--- Text ---

EnerDyanamic Systems Inc. 

ESI was founded in 2010. ESI is a privately held Ontario corporation
headquartered in Brantford, Ontario. ESI is focused on developing innovative
products that capture both wind and solar energy. This new technology, known as
Ener-Tree, is the first true wind and solar hybrid generator available in a
single, portable device. ESI is a research and development company and has no
sales and no measurable fixed assets or liabilities. 


The controlling shareholder of ESI is Tom Bryson, of Brantford, Ontario, who
owns securities carrying 100% of the voting rights attached to the shares of
ESI. 


MCM Capital One Inc. 

MCM, a capital pool company within the meaning of the policies of the Exchange,
was listed on the Exchange on or about January 24, 2012. MCM does not have any
operations and has no assets other than cash. MCM's business is to identify and
evaluate businesses and assets with a view to completing a qualifying
transaction under the policies of the Exchange.


Insiders of the Resulting Issuer 

The planned officers and directors of MCM, upon completion of the Acquisition, are:

John Gamble - CEO and Director 

John Gamble has over 25 years working with international public and private
companies in the energy, environmental, resource and technology sectors and 8
years experience in the renewable energy and clean tech sectors and has worked
on raising over C$25 million in public equity issues


Tom Bryson - President and Director 

Tom Bryson has over 20 years of international business and engineering
experience with large public companies and 7 years experience in renewable
energy product development, patenting and licensing he has also set up and
managed international divisions and supply chain management for tier 1 auto
supplier


Bruce Bent - Director and CFO 

Mr. Bent is the Vice President of Finance with Matthews Southwest Development, a
$500 million development company based in Dallas Texas and Mississauga, Ontario.
Mr. Bent has a successful track record of enhancing both top and bottom line
performance through a clear, consistent focus on margin improvement, cost
management and effective analysis of possible business opportunities. Mr. Bent
has held various directorships in both private and public companies.

--- Exercise inputs ---

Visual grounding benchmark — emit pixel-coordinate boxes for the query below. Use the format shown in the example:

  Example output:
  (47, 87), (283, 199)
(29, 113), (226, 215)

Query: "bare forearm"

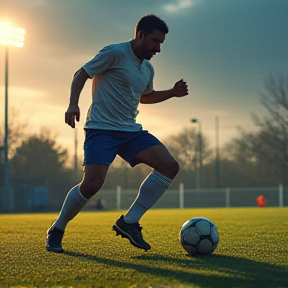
(69, 68), (88, 105)
(140, 79), (188, 104)
(140, 89), (176, 104)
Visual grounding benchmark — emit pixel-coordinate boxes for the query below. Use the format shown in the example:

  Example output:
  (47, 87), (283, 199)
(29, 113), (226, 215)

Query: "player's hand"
(173, 79), (188, 97)
(65, 105), (80, 128)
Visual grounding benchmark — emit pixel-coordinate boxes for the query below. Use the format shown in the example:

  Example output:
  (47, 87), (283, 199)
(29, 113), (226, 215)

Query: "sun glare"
(0, 21), (25, 47)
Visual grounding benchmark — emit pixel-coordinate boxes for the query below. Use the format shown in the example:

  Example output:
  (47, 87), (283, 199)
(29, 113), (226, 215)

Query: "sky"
(0, 0), (288, 162)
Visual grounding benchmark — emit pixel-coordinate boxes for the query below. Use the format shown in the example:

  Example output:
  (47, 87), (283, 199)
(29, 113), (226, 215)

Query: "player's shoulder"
(102, 42), (129, 54)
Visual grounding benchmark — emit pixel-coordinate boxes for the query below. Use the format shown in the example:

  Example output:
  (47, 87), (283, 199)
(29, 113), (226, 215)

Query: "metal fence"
(86, 184), (288, 210)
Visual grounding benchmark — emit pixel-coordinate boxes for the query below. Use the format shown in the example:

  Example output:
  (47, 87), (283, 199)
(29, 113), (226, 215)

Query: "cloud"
(164, 0), (196, 12)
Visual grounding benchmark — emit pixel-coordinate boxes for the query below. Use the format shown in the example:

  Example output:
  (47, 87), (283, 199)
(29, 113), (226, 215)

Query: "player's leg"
(113, 131), (179, 251)
(124, 145), (179, 223)
(46, 129), (117, 252)
(46, 164), (108, 253)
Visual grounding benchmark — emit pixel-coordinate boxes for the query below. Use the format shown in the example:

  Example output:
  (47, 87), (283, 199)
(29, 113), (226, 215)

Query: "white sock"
(49, 184), (89, 231)
(124, 171), (172, 223)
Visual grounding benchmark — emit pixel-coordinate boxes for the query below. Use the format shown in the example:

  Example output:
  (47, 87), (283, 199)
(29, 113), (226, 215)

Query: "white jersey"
(82, 42), (154, 131)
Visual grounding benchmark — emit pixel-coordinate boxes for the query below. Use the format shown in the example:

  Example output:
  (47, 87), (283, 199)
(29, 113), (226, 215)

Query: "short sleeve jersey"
(82, 42), (154, 131)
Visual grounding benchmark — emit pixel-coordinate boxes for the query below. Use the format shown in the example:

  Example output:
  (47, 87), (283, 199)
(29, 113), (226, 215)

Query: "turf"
(0, 208), (288, 288)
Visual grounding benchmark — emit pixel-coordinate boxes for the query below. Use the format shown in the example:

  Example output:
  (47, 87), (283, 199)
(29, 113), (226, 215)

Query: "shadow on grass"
(64, 251), (288, 288)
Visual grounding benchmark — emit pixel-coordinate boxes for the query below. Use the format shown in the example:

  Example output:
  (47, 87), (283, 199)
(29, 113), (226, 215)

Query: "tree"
(254, 75), (288, 184)
(163, 128), (212, 187)
(221, 76), (288, 186)
(10, 128), (76, 206)
(0, 107), (27, 187)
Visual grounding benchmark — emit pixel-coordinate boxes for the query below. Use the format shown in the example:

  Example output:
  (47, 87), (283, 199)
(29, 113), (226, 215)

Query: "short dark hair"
(135, 14), (169, 35)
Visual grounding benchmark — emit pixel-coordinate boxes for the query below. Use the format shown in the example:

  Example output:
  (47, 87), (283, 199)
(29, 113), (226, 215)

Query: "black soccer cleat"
(46, 227), (64, 253)
(112, 215), (151, 251)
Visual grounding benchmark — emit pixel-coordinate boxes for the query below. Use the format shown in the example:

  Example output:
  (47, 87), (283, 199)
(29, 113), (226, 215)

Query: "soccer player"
(46, 14), (188, 253)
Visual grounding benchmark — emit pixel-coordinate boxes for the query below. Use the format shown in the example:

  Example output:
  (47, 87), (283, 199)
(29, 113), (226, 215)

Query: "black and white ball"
(179, 217), (219, 255)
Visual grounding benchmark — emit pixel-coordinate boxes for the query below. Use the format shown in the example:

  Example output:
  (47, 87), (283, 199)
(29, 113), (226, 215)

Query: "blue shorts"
(83, 129), (162, 167)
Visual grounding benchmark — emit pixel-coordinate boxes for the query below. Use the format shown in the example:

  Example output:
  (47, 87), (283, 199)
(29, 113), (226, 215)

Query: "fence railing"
(87, 184), (288, 210)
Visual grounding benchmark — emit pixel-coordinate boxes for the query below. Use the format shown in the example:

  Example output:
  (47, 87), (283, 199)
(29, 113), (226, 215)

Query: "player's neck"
(130, 39), (144, 65)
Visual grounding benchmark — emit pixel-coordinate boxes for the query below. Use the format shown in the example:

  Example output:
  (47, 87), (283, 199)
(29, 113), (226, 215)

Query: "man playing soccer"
(46, 15), (188, 253)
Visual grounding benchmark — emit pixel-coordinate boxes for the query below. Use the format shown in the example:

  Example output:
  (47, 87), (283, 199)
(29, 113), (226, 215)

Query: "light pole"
(191, 118), (202, 189)
(0, 22), (25, 195)
(215, 116), (220, 188)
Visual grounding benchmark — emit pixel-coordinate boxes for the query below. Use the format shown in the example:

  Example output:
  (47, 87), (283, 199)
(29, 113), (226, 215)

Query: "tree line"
(0, 75), (288, 208)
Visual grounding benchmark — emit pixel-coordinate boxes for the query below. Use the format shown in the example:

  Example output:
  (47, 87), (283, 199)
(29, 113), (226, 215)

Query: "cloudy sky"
(0, 0), (288, 162)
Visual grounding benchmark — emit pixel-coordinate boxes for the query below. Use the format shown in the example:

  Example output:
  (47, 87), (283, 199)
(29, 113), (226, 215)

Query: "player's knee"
(79, 179), (104, 199)
(171, 159), (180, 178)
(160, 159), (180, 179)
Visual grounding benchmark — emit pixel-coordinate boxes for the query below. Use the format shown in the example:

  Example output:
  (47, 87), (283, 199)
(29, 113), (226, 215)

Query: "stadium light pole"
(191, 118), (202, 189)
(215, 116), (220, 188)
(0, 21), (25, 195)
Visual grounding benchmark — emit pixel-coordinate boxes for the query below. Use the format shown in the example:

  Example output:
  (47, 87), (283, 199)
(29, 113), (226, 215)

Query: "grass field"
(0, 208), (288, 288)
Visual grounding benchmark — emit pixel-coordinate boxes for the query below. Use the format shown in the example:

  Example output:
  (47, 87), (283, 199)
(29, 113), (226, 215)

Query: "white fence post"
(116, 186), (121, 210)
(225, 188), (230, 208)
(179, 183), (184, 209)
(279, 184), (284, 208)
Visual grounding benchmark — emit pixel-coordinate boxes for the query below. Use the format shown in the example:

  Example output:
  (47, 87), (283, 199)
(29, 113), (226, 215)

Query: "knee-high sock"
(49, 184), (89, 231)
(124, 171), (172, 223)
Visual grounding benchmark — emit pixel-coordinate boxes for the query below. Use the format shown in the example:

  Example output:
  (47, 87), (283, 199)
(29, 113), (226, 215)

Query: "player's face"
(140, 30), (165, 60)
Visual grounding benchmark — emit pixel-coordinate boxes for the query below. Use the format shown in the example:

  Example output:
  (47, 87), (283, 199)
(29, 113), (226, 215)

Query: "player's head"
(134, 14), (169, 60)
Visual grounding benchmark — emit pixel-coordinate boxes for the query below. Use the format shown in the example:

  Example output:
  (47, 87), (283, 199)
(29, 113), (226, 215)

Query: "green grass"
(0, 208), (288, 288)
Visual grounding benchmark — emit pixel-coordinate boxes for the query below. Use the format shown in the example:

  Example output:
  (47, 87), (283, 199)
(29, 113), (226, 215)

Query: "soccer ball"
(179, 217), (219, 255)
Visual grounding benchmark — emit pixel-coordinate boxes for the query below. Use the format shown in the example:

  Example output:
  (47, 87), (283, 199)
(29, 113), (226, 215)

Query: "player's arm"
(140, 79), (188, 104)
(65, 68), (89, 128)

---

=== Tasks for this exercise ===
a) From the company profile above, reproduce everything from "EnerDyanamic Systems Inc." down to "assets or liabilities." without changing a word.
b) Transcribe the records verbatim, everything from the start of the records down to and including the line containing "(0, 21), (25, 47)", leaving out the pictures.

=== Solutions to each task ===
a)
EnerDyanamic Systems Inc. 

ESI was founded in 2010. ESI is a privately held Ontario corporation
headquartered in Brantford, Ontario. ESI is focused on developing innovative
products that capture both wind and solar energy. This new technology, known as
Ener-Tree, is the first true wind and solar hybrid generator available in a
single, portable device. ESI is a research and development company and has no
sales and no measurable fixed assets or liabilities.

b)
Visual grounding benchmark — emit pixel-coordinate boxes for the query below. Use the format shown in the example:

  Example output:
  (47, 87), (283, 199)
(29, 113), (226, 215)

Query: "bare forearm"

(69, 68), (88, 105)
(140, 79), (188, 104)
(140, 89), (176, 104)
Visual grounding benchmark — emit pixel-coordinate boxes for the query below. Use the format shown in the example:

  Example output:
  (47, 87), (283, 199)
(29, 113), (226, 215)

Query: "player's hand"
(173, 79), (188, 97)
(65, 105), (80, 128)
Visual grounding benchmark — emit pixel-coordinate boxes for the query below. Use the format shown in the example:

  Example output:
  (47, 87), (283, 199)
(29, 113), (226, 215)

Query: "sun glare"
(0, 21), (25, 47)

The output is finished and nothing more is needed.